---- SUPPLIED ENTRIES

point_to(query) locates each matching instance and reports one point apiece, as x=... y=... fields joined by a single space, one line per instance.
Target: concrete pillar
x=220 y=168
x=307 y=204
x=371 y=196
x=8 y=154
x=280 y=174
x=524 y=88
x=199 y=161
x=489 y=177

--------

* EXERCISE BRIEF:
Your answer should be the full set of records, printed exactly.

* SOLUTION TO THIS TASK:
point_to(query) locates each matching instance and reports one point apiece, as x=... y=... fields joined by a single space, one line per instance.
Target: concrete pillar
x=220 y=168
x=307 y=204
x=371 y=196
x=8 y=154
x=280 y=174
x=524 y=88
x=199 y=161
x=489 y=177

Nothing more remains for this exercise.